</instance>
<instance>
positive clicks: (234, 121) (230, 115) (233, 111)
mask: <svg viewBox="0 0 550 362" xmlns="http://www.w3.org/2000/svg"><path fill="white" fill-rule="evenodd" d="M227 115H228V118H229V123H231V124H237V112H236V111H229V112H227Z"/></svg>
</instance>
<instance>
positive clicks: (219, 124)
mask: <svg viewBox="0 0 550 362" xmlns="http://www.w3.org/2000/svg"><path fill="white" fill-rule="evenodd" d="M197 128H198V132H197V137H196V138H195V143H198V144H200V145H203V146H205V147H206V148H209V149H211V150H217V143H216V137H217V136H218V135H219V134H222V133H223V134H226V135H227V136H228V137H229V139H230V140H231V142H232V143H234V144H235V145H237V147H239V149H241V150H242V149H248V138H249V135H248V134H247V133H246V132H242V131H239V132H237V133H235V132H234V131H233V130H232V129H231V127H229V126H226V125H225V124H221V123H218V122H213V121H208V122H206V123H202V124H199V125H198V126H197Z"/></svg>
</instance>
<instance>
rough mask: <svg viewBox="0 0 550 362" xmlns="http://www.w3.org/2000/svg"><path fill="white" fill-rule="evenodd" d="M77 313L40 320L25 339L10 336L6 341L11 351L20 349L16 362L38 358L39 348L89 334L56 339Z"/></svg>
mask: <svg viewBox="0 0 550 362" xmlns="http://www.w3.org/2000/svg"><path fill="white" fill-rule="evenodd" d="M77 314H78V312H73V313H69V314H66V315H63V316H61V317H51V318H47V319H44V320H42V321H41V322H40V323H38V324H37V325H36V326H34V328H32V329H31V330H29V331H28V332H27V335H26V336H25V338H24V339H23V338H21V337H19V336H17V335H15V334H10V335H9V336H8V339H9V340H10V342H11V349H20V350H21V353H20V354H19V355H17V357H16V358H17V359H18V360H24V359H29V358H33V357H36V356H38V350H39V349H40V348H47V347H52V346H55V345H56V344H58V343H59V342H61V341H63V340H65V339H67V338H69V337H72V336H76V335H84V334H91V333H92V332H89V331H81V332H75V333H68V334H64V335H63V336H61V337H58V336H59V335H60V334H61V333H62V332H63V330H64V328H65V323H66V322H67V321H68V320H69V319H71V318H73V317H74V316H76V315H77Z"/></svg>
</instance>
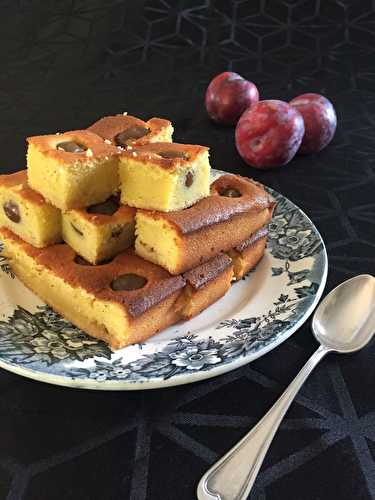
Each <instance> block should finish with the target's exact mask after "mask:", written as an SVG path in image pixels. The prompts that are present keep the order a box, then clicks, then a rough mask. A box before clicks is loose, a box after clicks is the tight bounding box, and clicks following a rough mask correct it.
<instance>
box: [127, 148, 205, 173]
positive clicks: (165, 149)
mask: <svg viewBox="0 0 375 500" xmlns="http://www.w3.org/2000/svg"><path fill="white" fill-rule="evenodd" d="M208 150H209V148H207V147H206V146H198V145H193V144H178V143H176V142H151V143H148V144H145V145H143V146H137V147H135V148H132V149H129V148H128V149H127V150H123V151H122V152H121V153H120V159H121V158H126V157H128V158H134V159H136V160H137V161H139V162H140V163H143V164H145V165H147V164H151V165H157V166H159V167H161V168H164V169H166V170H170V171H173V170H175V169H176V168H177V167H186V168H187V169H188V168H189V167H190V165H191V162H194V161H195V160H196V159H197V157H198V156H199V155H200V154H202V153H204V152H207V151H208ZM160 153H161V154H165V156H168V155H169V156H172V155H181V157H170V158H168V157H163V156H161V154H160Z"/></svg>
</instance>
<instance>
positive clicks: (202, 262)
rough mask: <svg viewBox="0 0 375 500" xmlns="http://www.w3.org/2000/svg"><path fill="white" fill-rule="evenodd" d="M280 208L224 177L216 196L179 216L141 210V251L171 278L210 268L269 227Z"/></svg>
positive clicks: (227, 175)
mask: <svg viewBox="0 0 375 500" xmlns="http://www.w3.org/2000/svg"><path fill="white" fill-rule="evenodd" d="M274 205H275V202H274V200H273V198H272V197H271V196H270V195H269V194H268V193H267V192H266V191H265V190H264V188H263V187H262V186H261V185H259V184H258V183H255V182H254V181H251V180H250V179H247V178H245V177H240V176H235V175H224V176H222V177H220V178H219V179H217V180H216V181H215V182H214V183H213V184H212V185H211V195H210V196H208V197H207V198H205V199H203V200H201V201H199V202H198V203H196V204H195V205H194V206H192V207H190V208H187V209H185V210H180V211H177V212H169V213H162V212H156V211H150V210H137V214H136V241H135V250H136V253H137V254H138V255H140V256H141V257H143V258H144V259H146V260H149V261H151V262H154V263H155V264H159V265H160V266H162V267H164V268H165V269H167V270H168V271H169V272H170V273H171V274H180V273H182V272H185V271H188V270H189V269H192V268H193V267H195V266H198V265H200V264H202V263H203V262H207V261H208V260H210V259H212V258H213V257H215V256H216V255H217V254H218V253H219V252H226V251H228V250H230V249H231V248H233V247H235V246H237V245H239V244H240V243H242V242H243V241H244V240H246V239H247V238H248V237H249V234H252V233H254V232H256V231H257V230H258V229H260V228H261V227H263V226H264V225H265V224H267V223H268V222H269V221H270V220H271V217H272V212H273V208H274Z"/></svg>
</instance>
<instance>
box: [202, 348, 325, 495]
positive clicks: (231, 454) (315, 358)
mask: <svg viewBox="0 0 375 500" xmlns="http://www.w3.org/2000/svg"><path fill="white" fill-rule="evenodd" d="M328 352H330V350H329V349H327V348H325V347H323V346H320V347H319V349H318V350H317V351H315V353H314V354H313V355H312V356H311V358H310V359H309V360H308V361H307V363H306V364H305V365H304V367H303V368H302V369H301V371H300V372H299V373H298V375H297V376H296V378H295V379H294V380H293V382H292V383H291V384H290V385H289V386H288V387H287V389H286V390H285V392H284V393H283V394H282V395H281V396H280V398H279V399H278V400H277V401H276V403H275V404H274V405H273V406H272V408H270V410H269V411H268V412H267V413H266V415H265V416H264V417H263V418H262V420H260V421H259V422H258V423H257V424H256V426H255V427H253V428H252V429H251V431H250V432H249V433H248V434H246V436H244V437H243V438H242V439H241V441H239V442H238V443H237V444H236V445H235V446H234V447H233V448H232V449H231V450H230V451H229V452H228V453H227V454H226V455H224V456H223V457H222V458H221V459H220V460H219V461H218V462H216V464H214V465H213V466H212V467H211V468H210V469H209V470H208V471H207V472H206V473H205V474H204V476H203V477H202V479H201V480H200V482H199V484H198V488H197V496H198V499H199V500H245V499H246V498H247V496H248V494H249V493H250V490H251V488H252V486H253V484H254V482H255V479H256V477H257V475H258V472H259V469H260V467H261V465H262V463H263V460H264V457H265V455H266V453H267V450H268V448H269V446H270V444H271V442H272V439H273V437H274V435H275V433H276V431H277V429H278V428H279V425H280V423H281V421H282V419H283V417H284V415H285V413H286V412H287V410H288V408H289V406H290V405H291V403H292V401H293V400H294V398H295V396H296V394H297V392H298V391H299V390H300V388H301V387H302V385H303V383H304V382H305V380H306V379H307V377H308V376H309V375H310V373H311V372H312V371H313V369H314V368H315V367H316V365H317V364H318V363H319V361H320V360H321V359H323V358H324V356H325V355H326V354H327V353H328Z"/></svg>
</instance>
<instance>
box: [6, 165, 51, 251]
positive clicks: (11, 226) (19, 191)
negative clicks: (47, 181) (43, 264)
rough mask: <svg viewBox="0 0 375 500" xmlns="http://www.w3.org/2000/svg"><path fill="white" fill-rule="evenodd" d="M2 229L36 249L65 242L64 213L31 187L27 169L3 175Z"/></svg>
mask: <svg viewBox="0 0 375 500" xmlns="http://www.w3.org/2000/svg"><path fill="white" fill-rule="evenodd" d="M0 207H1V208H0V226H4V227H7V228H9V229H11V230H12V231H13V232H14V233H16V234H18V235H19V236H21V238H23V239H24V240H25V241H27V242H28V243H30V244H32V245H34V246H35V247H45V246H48V245H53V244H54V243H57V242H59V241H61V212H60V210H58V209H57V208H55V207H53V206H52V205H50V204H49V203H47V202H46V201H45V199H44V198H43V196H41V195H40V194H39V193H37V192H36V191H33V190H32V189H31V188H30V187H29V186H28V185H27V174H26V170H21V171H20V172H16V173H14V174H9V175H0Z"/></svg>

> _TASK_:
Word for word, restate the lines of the data above that fall between the line holding "positive clicks: (165, 149)" and the line holding "208L224 177L216 196L179", inclusive, and no other lines.

> _EXERCISE RESPONSE_:
positive clicks: (165, 149)
mask: <svg viewBox="0 0 375 500" xmlns="http://www.w3.org/2000/svg"><path fill="white" fill-rule="evenodd" d="M208 150H209V148H207V147H206V146H198V145H193V144H178V143H176V142H151V143H148V144H145V145H143V146H137V147H135V148H132V149H129V148H128V149H127V150H123V151H122V152H121V153H120V159H121V158H126V157H128V158H134V159H136V160H137V161H139V162H140V163H143V164H145V165H147V164H151V165H157V166H159V167H161V168H164V169H166V170H170V171H173V170H175V169H176V168H177V167H186V168H187V169H188V168H189V167H190V165H191V162H194V161H195V160H196V159H197V157H198V156H199V155H200V154H202V153H204V152H207V151H208ZM160 153H161V154H165V156H168V155H169V156H172V155H181V157H170V158H168V157H163V156H161V154H160Z"/></svg>
</instance>
<instance>
positive clicks: (202, 262)
rough mask: <svg viewBox="0 0 375 500" xmlns="http://www.w3.org/2000/svg"><path fill="white" fill-rule="evenodd" d="M280 208L224 177L216 196L179 216L141 210V251L171 278L210 268L269 227Z"/></svg>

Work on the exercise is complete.